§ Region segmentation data

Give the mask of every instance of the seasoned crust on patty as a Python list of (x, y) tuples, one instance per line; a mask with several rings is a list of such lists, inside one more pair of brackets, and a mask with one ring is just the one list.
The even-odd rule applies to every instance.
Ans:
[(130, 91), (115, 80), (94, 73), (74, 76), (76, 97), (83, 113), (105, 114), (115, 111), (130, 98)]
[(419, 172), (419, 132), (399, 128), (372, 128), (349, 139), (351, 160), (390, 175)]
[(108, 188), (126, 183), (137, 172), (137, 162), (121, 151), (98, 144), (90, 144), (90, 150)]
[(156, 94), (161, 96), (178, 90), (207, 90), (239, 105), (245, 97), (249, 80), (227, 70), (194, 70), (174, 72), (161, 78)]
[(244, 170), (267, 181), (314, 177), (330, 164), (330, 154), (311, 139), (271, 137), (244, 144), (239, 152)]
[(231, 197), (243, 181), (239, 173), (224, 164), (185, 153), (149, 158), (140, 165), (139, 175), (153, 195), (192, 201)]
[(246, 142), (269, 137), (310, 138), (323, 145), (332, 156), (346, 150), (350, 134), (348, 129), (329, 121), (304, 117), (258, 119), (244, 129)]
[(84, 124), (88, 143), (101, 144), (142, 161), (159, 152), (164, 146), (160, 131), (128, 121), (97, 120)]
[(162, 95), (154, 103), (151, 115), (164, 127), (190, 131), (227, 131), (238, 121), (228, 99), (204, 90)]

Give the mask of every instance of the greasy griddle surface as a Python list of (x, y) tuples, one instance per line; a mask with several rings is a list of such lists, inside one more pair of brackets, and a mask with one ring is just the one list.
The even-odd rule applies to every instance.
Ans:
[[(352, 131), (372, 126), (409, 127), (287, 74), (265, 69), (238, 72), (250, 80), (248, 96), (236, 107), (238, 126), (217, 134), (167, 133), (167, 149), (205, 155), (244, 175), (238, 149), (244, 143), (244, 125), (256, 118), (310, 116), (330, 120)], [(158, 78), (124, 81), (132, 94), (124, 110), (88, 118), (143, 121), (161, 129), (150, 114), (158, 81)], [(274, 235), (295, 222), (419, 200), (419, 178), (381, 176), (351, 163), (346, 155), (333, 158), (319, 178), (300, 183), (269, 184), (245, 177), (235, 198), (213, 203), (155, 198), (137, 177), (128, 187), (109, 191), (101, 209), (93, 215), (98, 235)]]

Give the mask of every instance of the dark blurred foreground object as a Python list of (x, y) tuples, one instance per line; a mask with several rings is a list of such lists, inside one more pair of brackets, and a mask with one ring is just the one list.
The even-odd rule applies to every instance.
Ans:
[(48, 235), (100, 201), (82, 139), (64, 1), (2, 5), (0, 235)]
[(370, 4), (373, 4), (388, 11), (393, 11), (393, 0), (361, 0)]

§ Required work
Reproduce every line from the one containing "Give the mask of every instance of the dark" through the end of the rows, both ends included and the requests kept as they are. Offset each coordinate in the answers by -133.

§ Complete response
Give the mask of every instance of the dark blurred foreground object as a Python list of (x, y) tuples, one instance per line; a mask with several rings is a list of such lists, inside one more pair of brackets, and a mask with one ring is just the one list.
The even-odd rule applies to every instance.
Ans:
[(-85, 102), (-33, 68), (-51, 6), (-69, -132), (-131, -128), (-133, 102)]
[(237, -129), (240, -129), (255, -122), (260, -122), (260, -133), (228, -133)]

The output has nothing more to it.